**SELECTED TEXT**
Reflections on evidence in the age of #FakeNews

The keynote lecture at this year’s CSAE conference was given by Macartan Humphreys from Columbia Univsersity. Titled ‘Researchers just ran a randomized control trial in Africa and you won’t believe what they found: Reflections on evidence in the age of fake news and discredited expertise‘ the lecture set out to be entertaining and topical at the same time. Lukas Hensel, DPhil student at CSAE, discusses the main takeaway messages of the keynote.

Building on his own experiences, Professor Humphreys began by pointedly describing how publication bias affects what kind of evidence receives most attention. He pointedly described the trade-off between more interesting and more rigorous science. This was followed by a warning the audience of the dangers of a system that rewards interesting and counter-intuitive results while discounting the reliability or replicability of scientific studies during the peer-review process.

**THE TASKS**
1. According to the post on evidence and fake news, who gave the keynote lecture at this year's CSAE conference?
2. Decide whether each statement agrees with the post on evidence and fake news, answering yes or no and quoting the words that settle it.
(a) The lecture aimed to be both entertaining and topical.
(b) Lukas Hensel delivered the keynote lecture.
(c) Humphreys opened by describing how publication bias shapes which evidence gets the most attention.

**INFORMATION PROVIDED**
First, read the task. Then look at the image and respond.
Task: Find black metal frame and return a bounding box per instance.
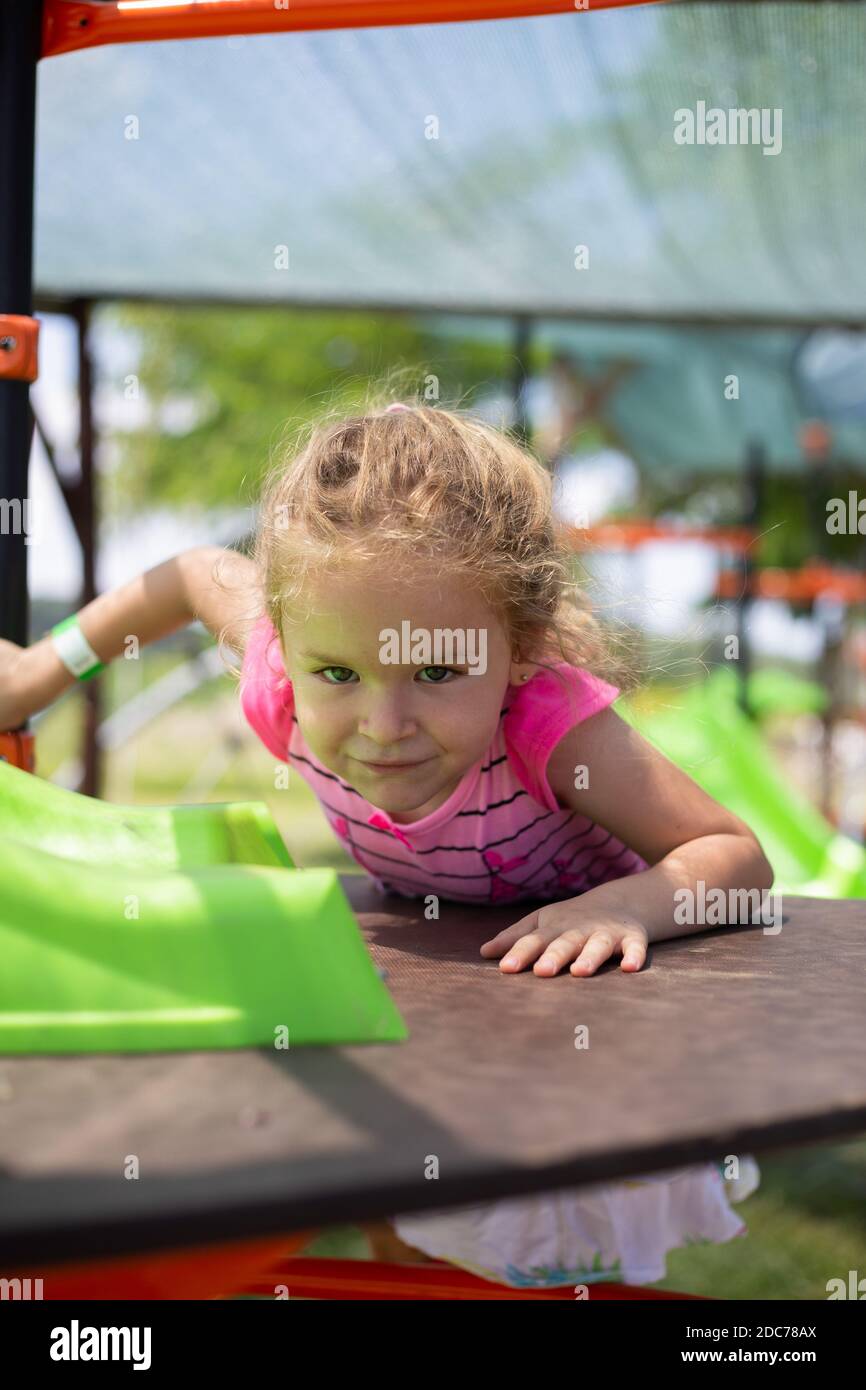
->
[0,0,42,646]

**ANSWERS TO THE EXERCISE**
1. Macartan Humphreys

2.
(a) Yes: "the lecture set out to be entertaining and topical at the same time"
(b) No: "Lukas Hensel, DPhil student at CSAE, discusses the main takeaway messages of the keynote"
(c) Yes: "began by pointedly describing how publication bias affects what kind of evidence receives most attention"